Start of Block

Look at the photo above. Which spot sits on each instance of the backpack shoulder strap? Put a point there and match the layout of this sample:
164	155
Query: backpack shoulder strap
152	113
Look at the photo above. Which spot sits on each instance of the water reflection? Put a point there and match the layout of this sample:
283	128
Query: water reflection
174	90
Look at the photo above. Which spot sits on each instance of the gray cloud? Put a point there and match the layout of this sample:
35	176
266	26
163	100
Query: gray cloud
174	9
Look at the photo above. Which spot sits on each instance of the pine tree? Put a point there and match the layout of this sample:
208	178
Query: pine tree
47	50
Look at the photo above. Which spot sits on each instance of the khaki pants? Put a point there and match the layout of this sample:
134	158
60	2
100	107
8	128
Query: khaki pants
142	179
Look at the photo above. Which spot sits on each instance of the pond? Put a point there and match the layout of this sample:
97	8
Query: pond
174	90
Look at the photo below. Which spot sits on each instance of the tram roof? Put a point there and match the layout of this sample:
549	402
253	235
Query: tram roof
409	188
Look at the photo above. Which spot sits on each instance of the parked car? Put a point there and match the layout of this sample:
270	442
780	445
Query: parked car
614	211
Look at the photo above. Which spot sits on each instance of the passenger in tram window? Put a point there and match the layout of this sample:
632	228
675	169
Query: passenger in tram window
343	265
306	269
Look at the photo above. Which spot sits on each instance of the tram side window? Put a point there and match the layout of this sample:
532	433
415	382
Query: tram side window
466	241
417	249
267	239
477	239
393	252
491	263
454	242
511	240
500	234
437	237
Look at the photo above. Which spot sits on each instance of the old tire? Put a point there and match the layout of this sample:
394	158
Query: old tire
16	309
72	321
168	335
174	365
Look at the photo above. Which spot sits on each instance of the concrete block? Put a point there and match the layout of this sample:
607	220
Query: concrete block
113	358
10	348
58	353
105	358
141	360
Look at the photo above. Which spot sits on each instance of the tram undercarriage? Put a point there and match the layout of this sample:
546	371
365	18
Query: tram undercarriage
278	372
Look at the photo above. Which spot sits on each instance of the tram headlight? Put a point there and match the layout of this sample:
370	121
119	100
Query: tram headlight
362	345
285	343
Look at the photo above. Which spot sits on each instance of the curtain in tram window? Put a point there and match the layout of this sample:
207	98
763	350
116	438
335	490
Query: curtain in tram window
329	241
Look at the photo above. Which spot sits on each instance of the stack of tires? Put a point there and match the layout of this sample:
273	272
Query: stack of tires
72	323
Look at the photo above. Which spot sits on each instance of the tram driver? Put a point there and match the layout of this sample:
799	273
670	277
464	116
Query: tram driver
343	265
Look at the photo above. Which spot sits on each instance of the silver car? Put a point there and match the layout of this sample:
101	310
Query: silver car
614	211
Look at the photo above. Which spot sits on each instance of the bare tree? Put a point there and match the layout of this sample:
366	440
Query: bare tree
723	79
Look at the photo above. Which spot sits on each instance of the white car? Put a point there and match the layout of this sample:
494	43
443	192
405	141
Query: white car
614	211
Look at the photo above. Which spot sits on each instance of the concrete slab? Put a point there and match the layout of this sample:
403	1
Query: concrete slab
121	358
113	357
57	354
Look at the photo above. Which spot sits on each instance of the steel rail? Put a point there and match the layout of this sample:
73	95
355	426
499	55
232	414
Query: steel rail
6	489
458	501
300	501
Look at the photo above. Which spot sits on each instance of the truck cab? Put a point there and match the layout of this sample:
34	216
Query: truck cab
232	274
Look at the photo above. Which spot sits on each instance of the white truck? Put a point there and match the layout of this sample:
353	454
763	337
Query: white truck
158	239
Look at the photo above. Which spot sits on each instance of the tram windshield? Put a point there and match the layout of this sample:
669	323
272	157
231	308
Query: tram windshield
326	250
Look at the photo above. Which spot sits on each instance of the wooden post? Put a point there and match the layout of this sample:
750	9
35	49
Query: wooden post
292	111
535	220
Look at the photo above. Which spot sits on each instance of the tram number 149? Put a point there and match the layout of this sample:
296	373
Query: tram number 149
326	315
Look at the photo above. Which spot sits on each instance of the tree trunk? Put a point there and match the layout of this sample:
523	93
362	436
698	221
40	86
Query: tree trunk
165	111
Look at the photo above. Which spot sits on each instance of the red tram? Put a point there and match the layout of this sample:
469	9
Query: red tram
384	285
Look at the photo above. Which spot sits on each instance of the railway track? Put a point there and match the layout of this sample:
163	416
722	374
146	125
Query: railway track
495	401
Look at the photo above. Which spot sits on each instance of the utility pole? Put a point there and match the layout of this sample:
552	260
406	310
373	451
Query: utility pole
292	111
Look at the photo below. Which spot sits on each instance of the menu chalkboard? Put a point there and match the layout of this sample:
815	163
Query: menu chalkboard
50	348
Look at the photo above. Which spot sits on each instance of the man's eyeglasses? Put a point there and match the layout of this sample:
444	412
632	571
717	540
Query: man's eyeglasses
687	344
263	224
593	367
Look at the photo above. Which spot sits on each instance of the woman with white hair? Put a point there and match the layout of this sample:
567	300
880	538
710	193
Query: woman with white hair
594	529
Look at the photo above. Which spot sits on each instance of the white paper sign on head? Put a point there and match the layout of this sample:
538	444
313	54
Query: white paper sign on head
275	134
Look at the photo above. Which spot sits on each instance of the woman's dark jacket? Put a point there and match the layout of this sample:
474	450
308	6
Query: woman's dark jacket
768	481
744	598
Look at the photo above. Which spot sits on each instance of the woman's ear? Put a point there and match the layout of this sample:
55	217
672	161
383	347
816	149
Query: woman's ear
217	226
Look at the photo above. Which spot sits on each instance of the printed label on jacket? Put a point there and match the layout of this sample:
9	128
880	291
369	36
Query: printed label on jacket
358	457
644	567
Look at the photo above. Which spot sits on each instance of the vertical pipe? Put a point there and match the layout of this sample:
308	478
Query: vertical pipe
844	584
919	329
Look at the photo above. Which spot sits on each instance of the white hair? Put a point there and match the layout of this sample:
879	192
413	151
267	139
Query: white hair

End of Block

TASK OBJECTIVE
Having gone through the data above, repeat it exactly.

ANSWER TO THIS EXERCISE
Look at the photo above. Which spot sits on each instance of the backpack shoulder strap? Put a point there and match the layout of this sample:
164	155
Query: backpack shoulder strap
152	113
Look at the photo above. Which spot sits on each instance of the water reflection? Put a point there and match the layout of this sample:
283	128
Query: water reflection
174	90
Look at the photo above. Which spot sits on each instance of the gray cloud? Put a point there and match the layout of this sample:
35	176
266	26
163	100
Query: gray cloud
174	9
Look at the photo above. Which spot sits on each instance of the pine tree? Put a point there and match the layout of this sample:
208	178
Query: pine tree
47	50
Look at the photo above. Which spot sits on each instance of the khaki pants? Put a point there and match the layout of this sample:
134	158
60	2
100	107
8	128
Query: khaki pants
142	179
Look at the photo above. Which spot sits on each instance of the pond? Put a point there and match the layout of this sample:
97	8
Query: pond
174	90
Look at the photo below. Which spot sits on each instance of the tram roof? Put a point there and match the layout of this sample:
549	402
253	235
Query: tram roof
409	188
Look at the photo above. Which spot sits on each instance of the parked car? Put a point there and match the layout of this sample:
270	442
780	445
Query: parked car
614	211
Look at the photo above. Which spot sits on each instance of the passenger in tram window? Put a point there and match the layout of this sample:
632	228
675	169
Query: passenger in tram window
343	265
306	269
Look at the photo above. Which spot sits on each instance of the tram side window? Put a point there and match the layout of this sample:
532	433
415	382
Query: tram side window
466	241
417	249
267	239
477	239
393	252
491	263
454	242
511	240
500	234
437	237
Look at the photo above. Which spot sits on each instance of the old tire? Put a point there and match the layout of this sample:
394	158
Query: old tire
16	309
72	321
168	335
174	365
Look at the photo above. Which spot sits on each instance of the concrete block? Put a point there and match the layout of this sample:
607	220
Query: concrete block
113	358
10	348
58	353
105	358
141	360
Look at the photo above. Which spot sits on each instance of the tram undercarriage? Put a point there and match the layout of this sample:
546	371
365	18
Query: tram undercarriage
278	372
Look at the photo above. Which spot sits on each instance of the tram headlight? Put a point there and match the layout of this sample:
370	121
119	100
Query: tram headlight
362	345
285	343
Look at the photo above. Which spot sits on each instance of the curtain in tram window? Put a point there and match the layout of this sample:
207	98
763	350
116	438
335	490
Query: curtain in tram window
329	241
Look at the photo above. Which spot sits on each instance of the stack of tires? Put a point there and match the layout of this sample:
273	272
Query: stack of tires
72	323
Look at the photo above. Which spot sits on each instance of the tram driver? Put a point there and match the layout of this sample:
799	273
670	277
464	116
Query: tram driver
343	265
Look at the photo above. Which spot sits on each instance of the silver car? Put a point there and match the layout of this sample:
101	310
Query: silver car
614	211
Look at the photo above. Which spot sits on each instance of the bare tree? Put a point there and match the layout of this sample:
366	440
Query: bare tree
723	79
Look at the photo above. Which spot sits on each instance of the white car? Put a point there and match the layout of this sample:
494	43
443	192
405	141
Query: white car
614	211
Look at the photo above. Which spot sits on each instance of the concrete slab? Put a point there and match the layout of this sample:
403	1
Query: concrete slab
121	358
113	357
57	354
Look at the photo above. Which spot sits on each instance of the steel rail? Put a point there and match the layout of this sample:
73	95
355	426
499	55
232	414
Query: steel rail
6	489
458	501
300	501
Look at the photo above. Which spot sits on each instance of the truck cab? Put a point there and match the layout of this sample:
34	216
Query: truck cab
232	274
Look at the photo above. Which spot sits on each instance of the white truck? Put a point there and match the layout of this sample:
353	454
763	337
Query: white truck
158	239
Look at the photo above. Which spot sits on each instance of the tram windshield? Put a point there and match the layout of this sample:
669	323
272	157
231	308
Query: tram windshield
326	250
Look at the photo above. Which spot sits on each instance of the wooden post? Put a point there and match the layout of this sample:
750	9
35	49
Query: wooden post
292	111
535	220
Look at the photo above. Which spot sits on each instance of the tram number 149? Put a point there and match the layout of this sample:
296	373
Query: tram number 149
326	315
Look at the photo above. Which spot sits on each instance of the tree trunk? Put a point there and match the layout of this sample:
523	93
362	436
698	221
40	86
Query: tree trunk
165	111
Look at the photo above. Which spot sits on each instance of the red tram? Put a point there and match the layout of this sample:
469	9
Query: red tram
384	285
Look at the photo above. Which spot sits on each instance of the railway track? Put a point there and match the layout of this sample:
163	416
722	374
146	125
Query: railway track
495	401
Look at the photo above. Which spot sits on each instance of the utility pole? Put a point there and match the layout of this sample:
552	260
406	310
373	451
Query: utility pole
292	111
Look at the photo below. Which spot sits on each instance of the menu chalkboard? Put a point there and match the layout of this sample:
815	163
Query: menu chalkboard
50	348
Look at the photo above. Which spot sits on each instance of the man's eyeglasses? Put a point there and match the layout of this sample:
444	412
632	571
717	540
Query: man's eyeglasses
687	344
263	224
593	367
Look at the photo above. Which spot sits on each instance of the woman with white hair? Put a point there and match the layout of this sample:
567	300
880	538
710	193
Query: woman with white hair
594	529
Look at the photo above. Which spot sits on each instance of the white paper sign on head? Put a point there and match the layout of this sample:
538	444
313	54
Query: white paper sign on head
275	134
Look at the photo above. Which spot sits on each instance of the woman's dark jacket? Put a point there and match the layout of this sample:
474	450
308	6
Query: woman's dark jacket
768	481
744	598
Look at the photo above. Which spot sits on each instance of the woman's ear? Put a point there and match the layout of this sample:
55	217
672	161
383	347
816	149
Query: woman's ear
217	226
Look at the photo above. Which spot sits on each instance of the printed label on jacket? Put a point there and match the layout of this sample:
9	128
880	291
369	36
Query: printed label on jacket
358	457
644	567
Look at the photo above. Which spot sits on each instance of the vertical pipe? Put a point there and match the layout of this sample:
308	478
Query: vertical pipe
844	584
919	329
Look at the photo above. Which spot sits on each instance of the white hair? Put a point there and match the layout of this sample:
879	192
413	151
267	139
Query: white hair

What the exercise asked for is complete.